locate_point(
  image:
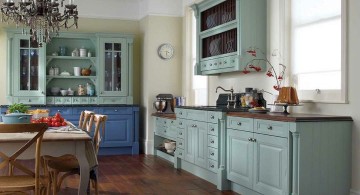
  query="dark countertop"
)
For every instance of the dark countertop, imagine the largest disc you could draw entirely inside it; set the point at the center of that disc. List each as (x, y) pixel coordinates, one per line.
(76, 105)
(292, 117)
(243, 112)
(164, 115)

Direction
Rewrite the data above, swapping every "dark countertop" for "black countertop" and changing nothing else. Leave the pictures out.

Worked answer
locate_point(
  image:
  query="black countertop"
)
For every instance of the black countertop, imagine the largest disc you could draw entirely inside it; set the point at the center of that disc. List each as (x, y) pixel coordinates, one per line.
(76, 105)
(292, 117)
(243, 112)
(164, 115)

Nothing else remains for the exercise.